§ Excerpt provided:
============================================================

Summary
criticizing 7–8 denial on sua sponte en banc poll on an unpublished opinion
Summary of this case from United States v. DominguezOpinion
No. 13–30016.
07-01-2015
Kyle D. Schonekas, Ian Lewis Atkinson, Esq., Attorney, William P. Gibbens, Esq., Schonekas, Evans, McGoey & McEachin, L.L.C., New Orleans, LA, for Petitioner–Appellant. Ellen Daigle Doskey, Esq., District Attorney's Office for the 32nd JDC—Parish of Terrebonne, Houma, LA, for Respondent–Appellee.
Kyle D. Schonekas, Ian Lewis Atkinson, Esq., Attorney, William P. Gibbens, Esq., Schonekas, Evans, McGoey & McEachin, L.L.C., New Orleans, LA, for Petitioner–Appellant.
Ellen Daigle Doskey, Esq., District Attorney's Office for the 32nd JDC—Parish of Terrebonne, Houma, LA, for Respondent–Appellee.
Appeal from the United States District Court for the Eastern District of Louisiana, USDC 2:12–CV–749.
Before PRADO, ELROD, and GRAVES, Circuit Judges.
ON THE COURT'S OWN MOTION
EDWARD C. PRADO, Circuit Judge:
The Court having been polled at the request of one of its members, and a majority of the judges who are in regular active service and not disqualified not having voted in favor (Fed. R.App. P. 35 and 5th Cir. R. 35 ), rehearing en banc is DENIED. In the en banc poll, seven judges voted in favor of rehearing (Judges Jolly, Jones, Smith, Clement, Owen, Elrod, and Southwick) and eight judges voted against rehearing (Chief Judge Stewart and Judges Davis, Dennis, Prado, Haynes, Graves, Higginson, and Costa).
Rehearing en banc is DENIED. Judge Smith, joined by Judges Jones, Clement, and Elrod, dissents from the Court's denial of rehearing en banc, and his dissent is attached.

============================================================

§ Given request:
Does each statement agree with the court order denying rehearing en banc? Answer yes or no for each, quoting the deciding words of the order: 1. Seven judges voted in favor of rehearing en banc. 2. Judge Prado dissents from the denial of rehearing en banc. 3. The appeal came from a federal district court in the Eastern District of Louisiana. The records that follow come from a separate source.

============================================================

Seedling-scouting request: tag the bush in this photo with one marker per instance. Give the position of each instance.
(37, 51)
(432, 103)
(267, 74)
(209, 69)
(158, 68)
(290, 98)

============================================================

§ The answer:
1. Yes: "seven judges voted in favor of rehearing"
2. No: "Judge Smith, joined by Judges Jones, Clement, and Elrod, dissents from the Court's denial of rehearing en banc"
3. Yes: "Appeal from the United States District Court for the Eastern District of Louisiana"